■ Task details ■
Find each line in the listing below that contains the word "tree" and reproduce every such line in full.

■ Task data ■
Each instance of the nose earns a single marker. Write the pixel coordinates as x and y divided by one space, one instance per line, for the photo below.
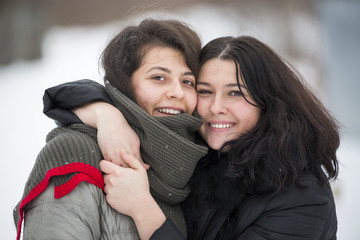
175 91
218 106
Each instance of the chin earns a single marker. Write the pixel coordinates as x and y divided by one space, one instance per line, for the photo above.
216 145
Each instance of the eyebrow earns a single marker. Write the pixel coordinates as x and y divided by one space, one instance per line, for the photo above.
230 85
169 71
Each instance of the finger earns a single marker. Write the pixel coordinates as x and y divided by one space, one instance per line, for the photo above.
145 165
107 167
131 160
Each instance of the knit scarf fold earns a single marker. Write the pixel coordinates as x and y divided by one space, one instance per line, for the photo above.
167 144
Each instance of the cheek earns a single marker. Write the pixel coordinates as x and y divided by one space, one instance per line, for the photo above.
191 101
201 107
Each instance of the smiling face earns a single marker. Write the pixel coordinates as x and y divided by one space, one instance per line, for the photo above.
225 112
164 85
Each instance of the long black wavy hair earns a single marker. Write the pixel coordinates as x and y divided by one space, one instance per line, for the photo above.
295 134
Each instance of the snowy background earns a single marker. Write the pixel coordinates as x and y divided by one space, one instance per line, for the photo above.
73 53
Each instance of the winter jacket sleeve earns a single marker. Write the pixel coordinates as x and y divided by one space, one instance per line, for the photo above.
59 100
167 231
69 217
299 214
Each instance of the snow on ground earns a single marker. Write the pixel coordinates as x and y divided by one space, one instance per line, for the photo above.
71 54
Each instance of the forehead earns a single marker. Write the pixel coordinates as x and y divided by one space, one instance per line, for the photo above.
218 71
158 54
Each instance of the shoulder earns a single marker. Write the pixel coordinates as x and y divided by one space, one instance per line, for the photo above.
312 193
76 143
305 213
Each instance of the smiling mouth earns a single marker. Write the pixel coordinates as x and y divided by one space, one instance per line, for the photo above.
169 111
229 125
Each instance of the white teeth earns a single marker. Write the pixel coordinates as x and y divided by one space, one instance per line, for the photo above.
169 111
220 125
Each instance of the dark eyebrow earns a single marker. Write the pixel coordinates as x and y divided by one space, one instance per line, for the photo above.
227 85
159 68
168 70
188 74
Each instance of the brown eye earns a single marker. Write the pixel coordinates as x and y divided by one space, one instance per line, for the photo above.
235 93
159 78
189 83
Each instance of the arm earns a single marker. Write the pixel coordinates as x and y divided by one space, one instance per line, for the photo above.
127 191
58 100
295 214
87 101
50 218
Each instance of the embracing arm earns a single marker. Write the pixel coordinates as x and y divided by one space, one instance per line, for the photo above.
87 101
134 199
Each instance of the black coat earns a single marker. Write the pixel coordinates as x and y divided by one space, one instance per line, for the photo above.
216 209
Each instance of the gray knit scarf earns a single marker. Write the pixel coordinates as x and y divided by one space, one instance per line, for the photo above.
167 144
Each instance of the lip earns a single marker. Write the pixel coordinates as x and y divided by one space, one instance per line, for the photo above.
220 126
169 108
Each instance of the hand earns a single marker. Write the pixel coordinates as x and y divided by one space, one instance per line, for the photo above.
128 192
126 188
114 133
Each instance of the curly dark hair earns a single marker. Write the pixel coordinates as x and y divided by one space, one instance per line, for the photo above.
...
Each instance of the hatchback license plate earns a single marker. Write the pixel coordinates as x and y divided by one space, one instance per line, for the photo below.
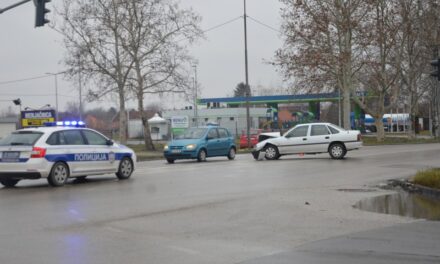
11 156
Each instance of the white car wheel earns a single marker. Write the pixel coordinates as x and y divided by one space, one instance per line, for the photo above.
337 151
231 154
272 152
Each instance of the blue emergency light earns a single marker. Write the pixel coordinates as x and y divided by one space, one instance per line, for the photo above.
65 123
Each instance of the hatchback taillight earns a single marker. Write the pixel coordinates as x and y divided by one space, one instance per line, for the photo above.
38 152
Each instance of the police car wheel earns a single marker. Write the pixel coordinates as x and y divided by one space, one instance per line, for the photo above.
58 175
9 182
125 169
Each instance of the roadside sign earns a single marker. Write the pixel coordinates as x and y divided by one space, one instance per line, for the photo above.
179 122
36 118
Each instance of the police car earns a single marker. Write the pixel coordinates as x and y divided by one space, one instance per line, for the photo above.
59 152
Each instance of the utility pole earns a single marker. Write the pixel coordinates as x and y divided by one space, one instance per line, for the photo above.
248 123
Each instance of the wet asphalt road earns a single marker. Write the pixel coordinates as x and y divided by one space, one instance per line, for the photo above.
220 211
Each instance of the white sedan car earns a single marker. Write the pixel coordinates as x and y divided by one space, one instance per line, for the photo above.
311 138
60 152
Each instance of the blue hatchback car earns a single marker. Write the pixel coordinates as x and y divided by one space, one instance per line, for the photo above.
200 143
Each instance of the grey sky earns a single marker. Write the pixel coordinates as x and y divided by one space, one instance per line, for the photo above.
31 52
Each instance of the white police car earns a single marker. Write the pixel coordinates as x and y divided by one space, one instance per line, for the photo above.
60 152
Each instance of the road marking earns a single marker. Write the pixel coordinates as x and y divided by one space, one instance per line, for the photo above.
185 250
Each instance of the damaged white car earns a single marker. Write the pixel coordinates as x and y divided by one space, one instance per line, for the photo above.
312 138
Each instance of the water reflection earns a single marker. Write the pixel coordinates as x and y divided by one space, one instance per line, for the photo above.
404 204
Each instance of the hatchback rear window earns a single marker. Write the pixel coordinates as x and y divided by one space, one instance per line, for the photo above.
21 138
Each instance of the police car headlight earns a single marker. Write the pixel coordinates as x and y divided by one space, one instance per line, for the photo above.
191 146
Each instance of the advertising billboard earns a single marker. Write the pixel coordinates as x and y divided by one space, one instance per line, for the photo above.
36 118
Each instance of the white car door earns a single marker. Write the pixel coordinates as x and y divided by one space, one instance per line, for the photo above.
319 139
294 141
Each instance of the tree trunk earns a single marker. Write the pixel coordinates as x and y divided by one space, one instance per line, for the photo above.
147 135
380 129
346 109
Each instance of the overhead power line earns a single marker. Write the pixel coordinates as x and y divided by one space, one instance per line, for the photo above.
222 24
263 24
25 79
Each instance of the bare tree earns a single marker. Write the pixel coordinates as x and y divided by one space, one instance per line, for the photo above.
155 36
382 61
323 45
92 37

■ Response ■
Each instance of the tree trunk earns a single marker. Write the pixel coordinates as x and y divided by one space, one instance per line, for the photo above.
Each instance of the bare tree earns a single marker. Write the pixel coordinates as x and y divided by one space, one instance per line, for the photo above.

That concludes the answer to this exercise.